For this exercise, return the line containing "Note to the class: point to the reflection of trees" and every line after it through the end of the records below, without alteration.

(Data under study Opens)

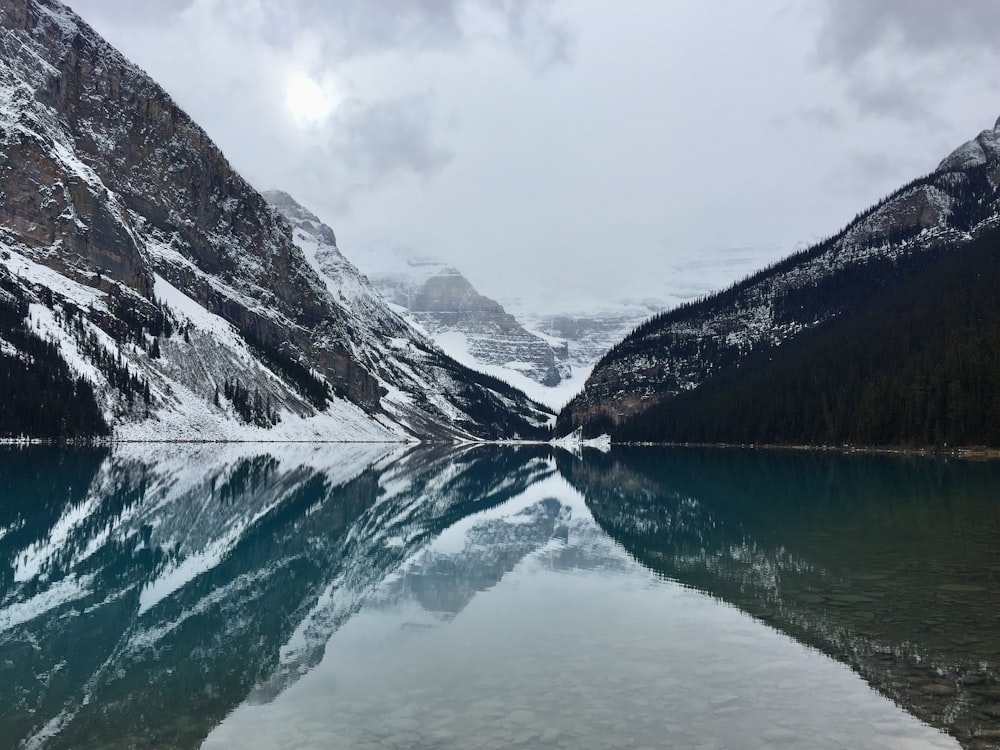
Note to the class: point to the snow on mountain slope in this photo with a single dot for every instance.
(439, 300)
(389, 346)
(678, 350)
(172, 289)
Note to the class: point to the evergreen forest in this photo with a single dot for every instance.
(915, 365)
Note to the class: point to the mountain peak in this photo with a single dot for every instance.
(982, 149)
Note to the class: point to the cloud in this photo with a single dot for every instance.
(854, 29)
(899, 57)
(390, 136)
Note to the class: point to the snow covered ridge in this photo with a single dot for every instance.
(678, 350)
(163, 298)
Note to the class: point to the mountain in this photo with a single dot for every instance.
(547, 355)
(148, 291)
(470, 326)
(885, 333)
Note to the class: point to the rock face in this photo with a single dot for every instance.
(467, 324)
(133, 245)
(679, 350)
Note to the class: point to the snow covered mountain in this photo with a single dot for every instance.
(147, 291)
(470, 326)
(548, 356)
(898, 239)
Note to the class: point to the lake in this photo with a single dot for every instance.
(381, 596)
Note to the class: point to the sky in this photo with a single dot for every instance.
(569, 155)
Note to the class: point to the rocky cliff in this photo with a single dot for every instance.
(168, 284)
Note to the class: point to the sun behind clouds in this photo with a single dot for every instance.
(308, 102)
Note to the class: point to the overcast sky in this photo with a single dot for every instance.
(569, 153)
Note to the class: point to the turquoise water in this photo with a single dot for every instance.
(366, 596)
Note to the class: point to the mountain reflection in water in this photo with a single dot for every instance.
(170, 596)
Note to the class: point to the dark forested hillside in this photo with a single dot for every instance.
(880, 334)
(918, 365)
(51, 401)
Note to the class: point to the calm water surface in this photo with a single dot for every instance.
(378, 597)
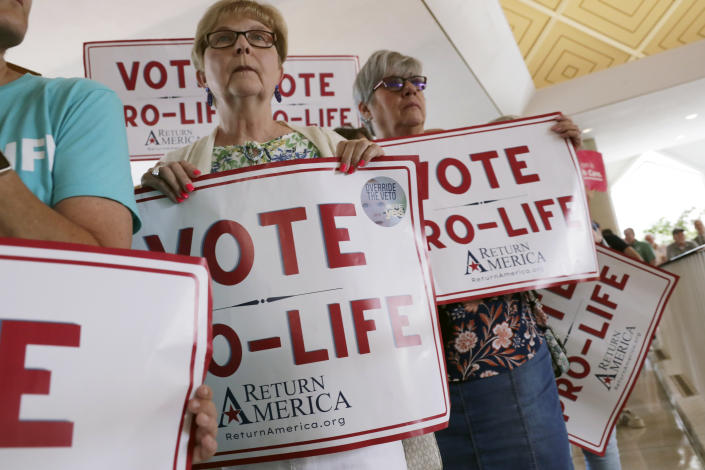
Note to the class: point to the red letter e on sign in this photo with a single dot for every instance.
(15, 335)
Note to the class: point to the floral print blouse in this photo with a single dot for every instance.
(287, 147)
(486, 337)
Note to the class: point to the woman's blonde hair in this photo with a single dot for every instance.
(265, 14)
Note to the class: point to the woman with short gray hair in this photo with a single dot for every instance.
(505, 412)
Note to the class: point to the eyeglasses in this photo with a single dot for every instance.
(397, 83)
(226, 38)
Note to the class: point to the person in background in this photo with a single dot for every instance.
(680, 245)
(238, 52)
(616, 243)
(659, 250)
(643, 248)
(64, 170)
(700, 229)
(505, 412)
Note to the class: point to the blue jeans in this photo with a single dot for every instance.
(511, 421)
(609, 461)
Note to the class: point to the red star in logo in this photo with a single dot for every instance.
(233, 415)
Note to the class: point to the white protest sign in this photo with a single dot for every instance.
(100, 351)
(607, 326)
(165, 108)
(506, 208)
(325, 331)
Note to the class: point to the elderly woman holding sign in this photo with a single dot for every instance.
(238, 52)
(505, 412)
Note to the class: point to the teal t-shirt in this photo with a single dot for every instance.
(65, 137)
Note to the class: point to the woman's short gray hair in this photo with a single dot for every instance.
(382, 64)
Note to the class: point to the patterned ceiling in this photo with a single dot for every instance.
(565, 39)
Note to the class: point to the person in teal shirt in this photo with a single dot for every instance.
(65, 172)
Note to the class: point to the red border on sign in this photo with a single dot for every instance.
(88, 47)
(74, 247)
(280, 170)
(519, 286)
(671, 281)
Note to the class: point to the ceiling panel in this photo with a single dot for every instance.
(526, 23)
(618, 20)
(686, 24)
(571, 53)
(565, 39)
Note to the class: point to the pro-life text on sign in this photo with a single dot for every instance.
(100, 351)
(165, 108)
(325, 330)
(506, 209)
(607, 326)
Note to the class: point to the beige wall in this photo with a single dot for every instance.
(601, 208)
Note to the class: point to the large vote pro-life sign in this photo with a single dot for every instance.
(100, 351)
(506, 208)
(607, 326)
(165, 108)
(325, 330)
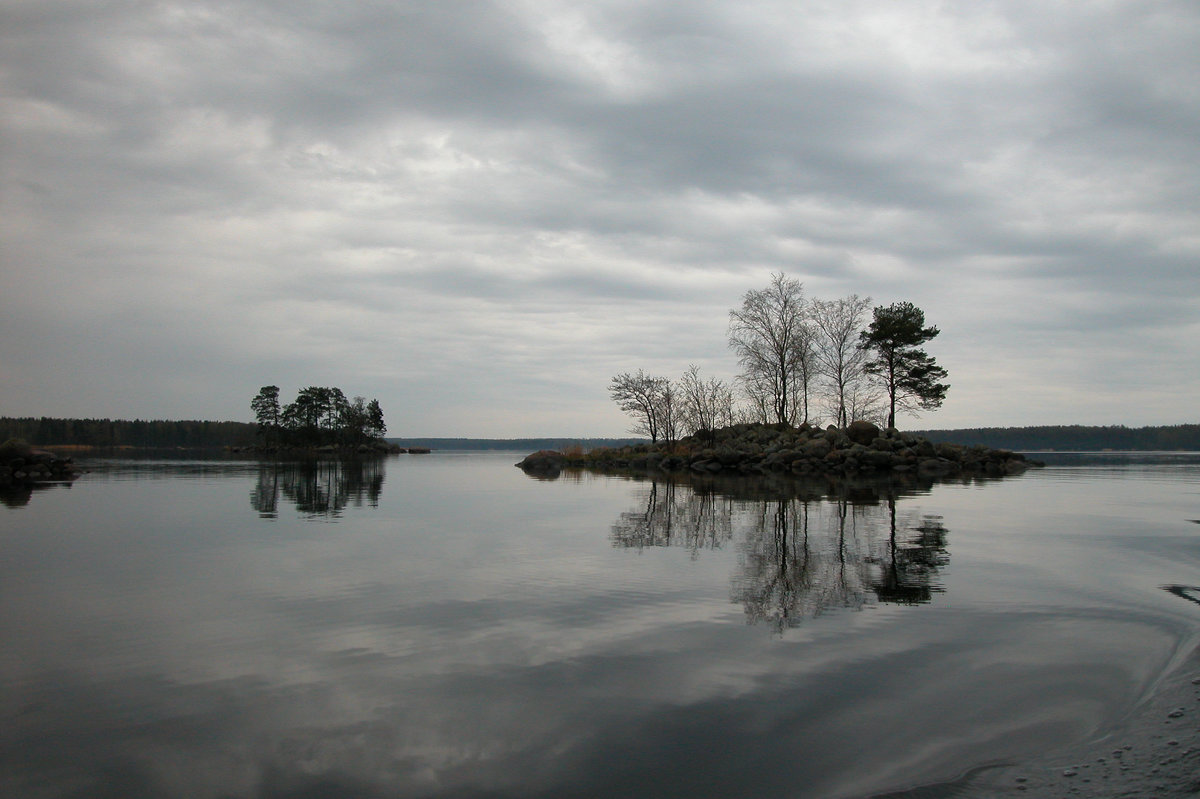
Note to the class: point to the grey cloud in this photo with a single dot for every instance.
(303, 167)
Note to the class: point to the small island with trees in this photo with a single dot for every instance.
(321, 419)
(799, 358)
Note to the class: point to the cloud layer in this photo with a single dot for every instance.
(480, 211)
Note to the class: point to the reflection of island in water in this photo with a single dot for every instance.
(815, 547)
(318, 487)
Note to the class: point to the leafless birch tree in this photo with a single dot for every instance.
(774, 343)
(841, 362)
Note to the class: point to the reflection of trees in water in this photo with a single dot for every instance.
(676, 516)
(802, 553)
(318, 487)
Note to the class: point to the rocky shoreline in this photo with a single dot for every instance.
(859, 449)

(Data under study Closes)

Your response:
Note to the class: point to the reflection of trees in water in this photo with a single dot for every instance.
(676, 516)
(802, 553)
(318, 487)
Note to the class: point to the rocky shoreline in this photo with a single dot for every instance.
(859, 449)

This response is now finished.